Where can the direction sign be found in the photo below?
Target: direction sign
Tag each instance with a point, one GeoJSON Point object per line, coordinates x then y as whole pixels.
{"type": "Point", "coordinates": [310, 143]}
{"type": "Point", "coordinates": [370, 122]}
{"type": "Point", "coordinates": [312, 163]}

◇ ◇ ◇ ◇

_DIRECTIONS_.
Transcribe all of the lines in the records precisely.

_ANSWER TO THE PROBLEM_.
Where can the direction sign be found in the photo below?
Target: direction sign
Tag each instance with a point, one GeoJSON Point object per line, coordinates x then y as whole pixels.
{"type": "Point", "coordinates": [310, 143]}
{"type": "Point", "coordinates": [370, 122]}
{"type": "Point", "coordinates": [312, 163]}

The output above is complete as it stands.